**WHAT IS NEEDED:** Starting at the line that holds "Can you find the white storage", copy every line exactly through the end of the data, and no others.

SOURCE RECORDS below:

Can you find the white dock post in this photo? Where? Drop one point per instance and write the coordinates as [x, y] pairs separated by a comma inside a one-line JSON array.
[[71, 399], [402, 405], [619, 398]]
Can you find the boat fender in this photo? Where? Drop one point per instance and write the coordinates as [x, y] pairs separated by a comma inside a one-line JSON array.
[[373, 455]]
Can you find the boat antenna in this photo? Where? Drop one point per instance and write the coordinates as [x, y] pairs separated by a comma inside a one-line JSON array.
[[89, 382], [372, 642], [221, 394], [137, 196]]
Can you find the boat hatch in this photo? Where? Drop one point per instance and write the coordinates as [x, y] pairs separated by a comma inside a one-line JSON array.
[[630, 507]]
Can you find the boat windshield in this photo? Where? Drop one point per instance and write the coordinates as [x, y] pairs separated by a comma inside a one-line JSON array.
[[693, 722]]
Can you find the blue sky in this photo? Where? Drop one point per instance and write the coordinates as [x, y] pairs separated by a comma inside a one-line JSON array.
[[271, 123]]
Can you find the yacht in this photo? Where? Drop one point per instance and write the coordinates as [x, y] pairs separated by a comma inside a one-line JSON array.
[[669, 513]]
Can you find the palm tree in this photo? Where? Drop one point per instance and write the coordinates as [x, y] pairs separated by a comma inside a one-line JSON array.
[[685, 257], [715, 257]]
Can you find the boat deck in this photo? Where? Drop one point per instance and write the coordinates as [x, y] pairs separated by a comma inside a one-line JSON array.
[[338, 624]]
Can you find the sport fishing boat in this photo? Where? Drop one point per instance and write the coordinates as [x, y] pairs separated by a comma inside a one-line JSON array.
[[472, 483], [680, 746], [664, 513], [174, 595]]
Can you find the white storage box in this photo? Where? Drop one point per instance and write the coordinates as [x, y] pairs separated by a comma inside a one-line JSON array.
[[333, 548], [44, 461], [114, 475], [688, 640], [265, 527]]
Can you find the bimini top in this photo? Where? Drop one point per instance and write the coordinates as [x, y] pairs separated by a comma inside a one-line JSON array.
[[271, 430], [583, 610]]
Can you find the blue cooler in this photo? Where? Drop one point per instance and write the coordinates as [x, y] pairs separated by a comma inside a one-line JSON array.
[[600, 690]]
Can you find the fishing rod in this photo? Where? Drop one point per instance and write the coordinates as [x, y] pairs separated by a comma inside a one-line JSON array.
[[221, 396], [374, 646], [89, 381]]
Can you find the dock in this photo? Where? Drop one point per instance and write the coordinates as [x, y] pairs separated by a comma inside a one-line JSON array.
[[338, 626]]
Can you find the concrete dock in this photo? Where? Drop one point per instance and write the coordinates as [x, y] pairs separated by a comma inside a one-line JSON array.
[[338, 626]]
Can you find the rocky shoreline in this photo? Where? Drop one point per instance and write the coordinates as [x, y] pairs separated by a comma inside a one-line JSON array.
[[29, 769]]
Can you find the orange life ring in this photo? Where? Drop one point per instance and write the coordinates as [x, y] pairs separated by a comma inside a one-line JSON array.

End of SOURCE RECORDS.

**RESPONSE:**
Can you find the white storage box in this photo? Where? Drop one point per instance and write the coordinates as [x, y] pairs separated by a comma inside a one-line JSON array.
[[333, 548], [44, 461], [114, 475], [688, 640], [265, 527]]
Can you find the bimini top in this photo? Where? Drop one point per instance and write the coordinates as [x, y] pairs separated by a comma inside a one-line JSON array.
[[271, 430], [583, 610]]
Can you find the blue cooler in this photo? Where? Drop one point per instance and write the coordinates as [x, y] pairs separated by a comma inside a one-line JSON array.
[[600, 690]]
Can you find the fishing rod in this photo? Where? Drop one point per instance and write the coordinates as [x, y] pairs separated by a comma inside a one-line JSON array.
[[221, 396], [374, 646], [89, 381]]
Can you find the dock in this photo? Where? Drop one point per instance and write the coordinates as [x, y] pairs separated by a comma inside a one-line JSON array.
[[338, 626]]
Can you find the concrete dock in this photo? Where? Drop one point per instance and write the coordinates as [x, y] pairs separated by a comma inside a one-line JSON array.
[[338, 626]]
Can you find the rocky shoreline in this photo? Where? Drop one point per instance and write the coordinates as [x, y] pairs separated by a comma inside a one-line JSON array.
[[29, 769]]
Can you find the orange life ring in this photo? Where? Drop one point per instance and write the coordinates as [x, y] pairs separated by a comma inside a one-line JSON array.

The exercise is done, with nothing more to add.